TEXT PASSAGE:

Monday, April 19, 2010

Question for 4/20: Zoographies

Close Reading Quesiton:
Nicole Shukin's Animal Capital: Rendering Life in the Biopolitical Times provides a unique critique of the inadequacies of the emergent field within cultural studies and literary theory of "animal studies." Shukin, through her proposed project of "rendering," accounts for her desire to formulate what she calls a "biopolitical approach to mimesis." This methodology, "suggest that textual logics of reproduction can no longer be treated in isolation from economic logics of (capitalist) reproduction" (20). Shukin notes rendering not only as a dominant or hegemonic discursive practice but also as a critical practice. By doing so, she not only addresses the material and therefore capitalist economic conditions of animal capital but also the metaphorical and textual value of animal capital in economies of meaning. This setting allows us to understand her critique not only as an attempt to bring these discourses together, but in doing so to create a counter-hegemonic logic. It is by this logic that Shukin continues to show the productive task of biopolitical critique--a critique that emerges and resists power at the source of its hegemonic production--that we saw in not only Foucault but also Rey Chow in the previous week.
With this in mind I would like to turn to a particular section of Shunkin's work Automobility of which she says,
names a complex of cultural and economic relationships that are by no means finished and that exceed historical containment in the past. The material-semiotic network of automobility emerges, but does not end, with three early time-motion economies: animal disassembly, automotive assembly, and moving picture production. Automobility refers to the "moving" effects of cars and cinema, effects achieved by technologically as well as semiotically mimicking the seamless physiology of animals in motion.(90).

With the notions of motion in mind Shukin attempts to render what she notes as the "material unconscious" of culture surrounding the production animal capital. The notion of the material unconscious is borrowed from Bill Brown and his invocation of Walter Benjamin's formulation of history, "not as a past chronology of finished events but as unsettled fragments still up for revision" (89).
Shukin suggest that the vertical abattoir can serve as a proto-cinematic spectacle, one in which the "animals hoisted onto moving overhead tracks and sped down the disassembly line constituted one of North America's first 'moving pictures'" (92). Just a sentence later, Shukin points out that the exhibition of the world's developing motion picture technologies at the World's Columbian Exposition signaled a dangerous possibility. This possibility is one in which the "mimetic media were, for a brief historical instant, dangerously contiguous with their material unconscious" (93). In constructing the tours as a "material 'negative'" of the moving cinematic image and linking the production of gelatin to the creation of photographic mimetic media, the exhibition of these technologies appears to have threatened the distinction between the metaphorical and material currencies of animal capital. Shukin earlier notes "the contradictions of animal rendering are productive so long as they are discursively managed under the separate domains of culture and economy" (21). In footnote 24 to chapter 2, Shukin comments on this "dangerous" moment noting the movement of slaughter from a productive (in terms of capital gain) "visibility" to a cultural invisibility.

ASSIGNED TASK 1:
Answer these questions from the post on Animal Capital.
(a) With which three early time-motion economies does the network of automobility emerge?
(b) From whom is the notion of the material unconscious borrowed?
(c) At which event were the world's developing motion picture technologies exhibited?
ASSIGNED TASK 2: Translate this sentence from the post on Animal Capital into Spanish: "Shukin notes rendering not only as a dominant or hegemonic discursive practice but also as a critical practice."

DATA SUPPLIED:
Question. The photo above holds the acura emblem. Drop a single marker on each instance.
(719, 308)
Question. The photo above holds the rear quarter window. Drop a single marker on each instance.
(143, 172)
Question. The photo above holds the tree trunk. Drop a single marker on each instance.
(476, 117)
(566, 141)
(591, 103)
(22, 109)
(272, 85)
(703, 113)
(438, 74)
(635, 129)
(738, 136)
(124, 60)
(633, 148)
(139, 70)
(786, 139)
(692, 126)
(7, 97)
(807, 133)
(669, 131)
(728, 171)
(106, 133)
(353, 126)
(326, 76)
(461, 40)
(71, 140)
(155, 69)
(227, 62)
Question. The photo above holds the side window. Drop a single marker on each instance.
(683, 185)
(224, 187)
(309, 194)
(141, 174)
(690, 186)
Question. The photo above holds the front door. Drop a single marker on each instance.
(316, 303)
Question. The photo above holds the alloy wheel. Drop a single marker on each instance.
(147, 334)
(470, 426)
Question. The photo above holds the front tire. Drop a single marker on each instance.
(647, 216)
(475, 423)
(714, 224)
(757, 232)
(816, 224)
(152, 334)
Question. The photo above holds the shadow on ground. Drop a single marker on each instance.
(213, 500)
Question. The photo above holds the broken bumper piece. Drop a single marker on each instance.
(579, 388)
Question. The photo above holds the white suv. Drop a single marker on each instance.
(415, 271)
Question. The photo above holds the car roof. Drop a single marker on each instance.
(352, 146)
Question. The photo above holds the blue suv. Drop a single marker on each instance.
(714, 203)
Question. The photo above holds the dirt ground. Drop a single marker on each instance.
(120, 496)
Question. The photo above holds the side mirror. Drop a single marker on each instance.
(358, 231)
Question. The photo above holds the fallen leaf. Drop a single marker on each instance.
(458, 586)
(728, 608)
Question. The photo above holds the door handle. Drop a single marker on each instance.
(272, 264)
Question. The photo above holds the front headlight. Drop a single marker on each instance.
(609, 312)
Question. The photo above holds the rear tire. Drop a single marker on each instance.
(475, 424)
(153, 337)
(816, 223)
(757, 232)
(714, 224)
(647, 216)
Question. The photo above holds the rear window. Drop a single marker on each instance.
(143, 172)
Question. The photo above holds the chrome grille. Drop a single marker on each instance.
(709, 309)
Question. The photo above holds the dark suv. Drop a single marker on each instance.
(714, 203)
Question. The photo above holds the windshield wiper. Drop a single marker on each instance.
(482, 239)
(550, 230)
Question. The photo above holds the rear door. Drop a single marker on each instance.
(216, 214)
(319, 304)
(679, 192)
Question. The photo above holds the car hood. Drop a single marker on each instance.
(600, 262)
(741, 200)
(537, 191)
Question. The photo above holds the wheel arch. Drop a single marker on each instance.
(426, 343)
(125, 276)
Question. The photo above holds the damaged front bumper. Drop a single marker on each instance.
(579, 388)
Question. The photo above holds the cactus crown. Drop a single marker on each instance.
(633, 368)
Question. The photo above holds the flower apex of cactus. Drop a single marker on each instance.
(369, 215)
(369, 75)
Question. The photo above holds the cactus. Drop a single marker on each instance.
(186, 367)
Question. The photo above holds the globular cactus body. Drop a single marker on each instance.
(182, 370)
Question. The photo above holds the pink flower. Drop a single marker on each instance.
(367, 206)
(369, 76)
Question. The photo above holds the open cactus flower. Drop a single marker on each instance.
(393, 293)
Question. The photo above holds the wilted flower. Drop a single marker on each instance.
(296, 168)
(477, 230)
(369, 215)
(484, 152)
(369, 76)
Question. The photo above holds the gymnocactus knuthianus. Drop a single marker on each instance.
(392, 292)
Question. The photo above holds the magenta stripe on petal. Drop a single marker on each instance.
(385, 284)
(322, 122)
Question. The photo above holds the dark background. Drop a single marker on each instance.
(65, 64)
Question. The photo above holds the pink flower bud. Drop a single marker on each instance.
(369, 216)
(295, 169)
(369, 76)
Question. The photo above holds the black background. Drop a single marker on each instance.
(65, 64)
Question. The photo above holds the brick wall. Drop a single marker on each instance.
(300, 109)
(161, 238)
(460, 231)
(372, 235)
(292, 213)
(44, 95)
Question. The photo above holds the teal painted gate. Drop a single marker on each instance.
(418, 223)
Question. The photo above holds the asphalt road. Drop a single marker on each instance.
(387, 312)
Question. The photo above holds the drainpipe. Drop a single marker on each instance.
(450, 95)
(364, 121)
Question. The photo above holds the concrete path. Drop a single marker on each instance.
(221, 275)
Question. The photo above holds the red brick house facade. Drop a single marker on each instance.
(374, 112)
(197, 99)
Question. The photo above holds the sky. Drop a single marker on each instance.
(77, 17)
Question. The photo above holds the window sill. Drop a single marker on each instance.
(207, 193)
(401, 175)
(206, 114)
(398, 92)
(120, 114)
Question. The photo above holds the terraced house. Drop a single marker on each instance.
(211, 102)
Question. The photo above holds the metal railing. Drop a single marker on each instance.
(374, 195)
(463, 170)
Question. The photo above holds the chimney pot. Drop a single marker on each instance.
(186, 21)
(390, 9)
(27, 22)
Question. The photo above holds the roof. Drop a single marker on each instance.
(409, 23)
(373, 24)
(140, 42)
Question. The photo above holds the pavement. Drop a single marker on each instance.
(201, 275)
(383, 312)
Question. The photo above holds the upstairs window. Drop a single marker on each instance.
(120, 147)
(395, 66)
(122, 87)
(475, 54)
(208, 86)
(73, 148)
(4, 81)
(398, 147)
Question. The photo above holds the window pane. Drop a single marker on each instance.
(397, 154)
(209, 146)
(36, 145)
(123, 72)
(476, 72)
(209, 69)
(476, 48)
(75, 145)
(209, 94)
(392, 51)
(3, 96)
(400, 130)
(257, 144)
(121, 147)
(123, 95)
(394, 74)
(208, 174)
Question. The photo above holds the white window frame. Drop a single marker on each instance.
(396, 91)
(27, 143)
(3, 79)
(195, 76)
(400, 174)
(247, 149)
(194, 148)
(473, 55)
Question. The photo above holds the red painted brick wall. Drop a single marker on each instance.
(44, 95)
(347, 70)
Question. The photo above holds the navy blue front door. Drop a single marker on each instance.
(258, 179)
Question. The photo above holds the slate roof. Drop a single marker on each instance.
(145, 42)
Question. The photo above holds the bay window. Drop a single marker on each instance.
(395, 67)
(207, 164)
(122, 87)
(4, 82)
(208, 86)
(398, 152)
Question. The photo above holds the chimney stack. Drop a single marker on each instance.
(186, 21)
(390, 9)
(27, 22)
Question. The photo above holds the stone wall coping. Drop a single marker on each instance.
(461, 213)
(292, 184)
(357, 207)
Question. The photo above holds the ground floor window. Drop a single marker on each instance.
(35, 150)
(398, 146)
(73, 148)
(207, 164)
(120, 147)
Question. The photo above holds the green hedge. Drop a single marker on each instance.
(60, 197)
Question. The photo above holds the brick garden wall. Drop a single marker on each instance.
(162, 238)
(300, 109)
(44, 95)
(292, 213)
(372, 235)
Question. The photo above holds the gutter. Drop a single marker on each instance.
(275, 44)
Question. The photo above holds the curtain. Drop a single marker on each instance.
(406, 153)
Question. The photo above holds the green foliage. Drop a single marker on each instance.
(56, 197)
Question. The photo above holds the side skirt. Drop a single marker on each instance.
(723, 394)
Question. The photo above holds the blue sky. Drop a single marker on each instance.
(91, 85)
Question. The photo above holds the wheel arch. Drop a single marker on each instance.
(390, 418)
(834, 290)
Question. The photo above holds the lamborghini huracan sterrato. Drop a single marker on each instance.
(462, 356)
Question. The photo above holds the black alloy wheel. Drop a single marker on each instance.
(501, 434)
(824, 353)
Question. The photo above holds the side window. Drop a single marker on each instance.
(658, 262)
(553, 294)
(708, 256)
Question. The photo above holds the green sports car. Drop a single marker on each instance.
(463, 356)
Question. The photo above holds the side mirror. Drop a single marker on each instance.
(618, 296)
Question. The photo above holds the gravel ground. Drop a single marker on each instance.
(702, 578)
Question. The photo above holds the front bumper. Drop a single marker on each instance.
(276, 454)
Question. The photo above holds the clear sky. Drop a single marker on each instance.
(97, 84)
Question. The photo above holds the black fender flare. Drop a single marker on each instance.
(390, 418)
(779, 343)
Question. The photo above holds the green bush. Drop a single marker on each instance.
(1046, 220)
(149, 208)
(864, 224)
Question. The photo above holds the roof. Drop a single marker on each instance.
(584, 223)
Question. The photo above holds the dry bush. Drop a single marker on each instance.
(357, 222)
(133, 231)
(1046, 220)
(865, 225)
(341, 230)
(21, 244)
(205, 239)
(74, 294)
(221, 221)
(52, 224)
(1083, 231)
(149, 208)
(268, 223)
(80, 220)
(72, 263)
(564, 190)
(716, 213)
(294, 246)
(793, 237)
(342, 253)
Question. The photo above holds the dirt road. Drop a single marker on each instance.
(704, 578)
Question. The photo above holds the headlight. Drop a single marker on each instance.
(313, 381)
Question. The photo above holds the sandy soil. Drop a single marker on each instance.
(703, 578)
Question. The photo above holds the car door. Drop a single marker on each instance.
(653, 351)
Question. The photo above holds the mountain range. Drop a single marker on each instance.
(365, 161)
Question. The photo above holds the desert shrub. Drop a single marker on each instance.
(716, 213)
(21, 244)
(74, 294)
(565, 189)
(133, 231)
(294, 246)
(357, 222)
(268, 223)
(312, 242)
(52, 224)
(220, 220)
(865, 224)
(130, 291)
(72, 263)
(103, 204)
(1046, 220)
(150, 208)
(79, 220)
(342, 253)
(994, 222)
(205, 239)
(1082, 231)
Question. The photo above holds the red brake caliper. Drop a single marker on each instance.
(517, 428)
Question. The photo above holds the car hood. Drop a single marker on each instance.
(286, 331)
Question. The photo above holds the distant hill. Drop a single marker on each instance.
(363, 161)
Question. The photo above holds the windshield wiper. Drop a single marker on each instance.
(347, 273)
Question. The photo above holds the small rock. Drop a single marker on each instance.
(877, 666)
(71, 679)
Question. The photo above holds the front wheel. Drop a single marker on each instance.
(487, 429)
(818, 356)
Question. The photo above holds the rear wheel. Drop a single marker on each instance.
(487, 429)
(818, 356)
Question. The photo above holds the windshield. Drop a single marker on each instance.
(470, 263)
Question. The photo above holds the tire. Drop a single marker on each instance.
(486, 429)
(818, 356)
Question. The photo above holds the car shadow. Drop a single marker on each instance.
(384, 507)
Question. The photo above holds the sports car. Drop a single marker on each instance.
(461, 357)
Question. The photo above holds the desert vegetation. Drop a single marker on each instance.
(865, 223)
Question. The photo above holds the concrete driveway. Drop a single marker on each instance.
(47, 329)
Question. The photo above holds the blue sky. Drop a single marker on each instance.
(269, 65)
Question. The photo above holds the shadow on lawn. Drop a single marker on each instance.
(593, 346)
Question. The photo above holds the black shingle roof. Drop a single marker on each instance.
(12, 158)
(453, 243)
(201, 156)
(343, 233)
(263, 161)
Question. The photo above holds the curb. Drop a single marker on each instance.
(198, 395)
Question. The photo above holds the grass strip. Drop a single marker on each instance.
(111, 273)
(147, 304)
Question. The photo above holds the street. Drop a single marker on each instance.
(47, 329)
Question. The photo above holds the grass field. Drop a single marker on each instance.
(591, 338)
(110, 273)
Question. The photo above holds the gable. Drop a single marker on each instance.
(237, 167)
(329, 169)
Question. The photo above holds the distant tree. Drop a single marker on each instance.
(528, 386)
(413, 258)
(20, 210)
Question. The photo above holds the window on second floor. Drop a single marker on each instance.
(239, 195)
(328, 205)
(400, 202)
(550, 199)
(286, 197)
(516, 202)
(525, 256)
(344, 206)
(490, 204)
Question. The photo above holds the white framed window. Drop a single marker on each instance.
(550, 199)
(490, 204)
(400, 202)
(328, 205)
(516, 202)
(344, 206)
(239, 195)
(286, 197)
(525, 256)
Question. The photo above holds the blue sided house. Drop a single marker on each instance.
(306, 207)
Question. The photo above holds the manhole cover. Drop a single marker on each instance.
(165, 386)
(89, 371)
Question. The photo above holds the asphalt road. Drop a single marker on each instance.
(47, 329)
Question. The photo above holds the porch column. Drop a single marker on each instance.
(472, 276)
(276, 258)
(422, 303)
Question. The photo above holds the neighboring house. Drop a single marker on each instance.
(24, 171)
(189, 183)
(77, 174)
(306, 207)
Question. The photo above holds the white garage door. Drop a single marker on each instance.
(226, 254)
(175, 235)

TASK ANSWER 1:
(a) Animal disassembly, automotive assembly, and moving picture production.
(b) Bill Brown.
(c) The World's Columbian Exposition.

TASK ANSWER 2: Shukin señala el «rendering» no solo como una práctica discursiva dominante o hegemónica, sino también como una práctica crítica.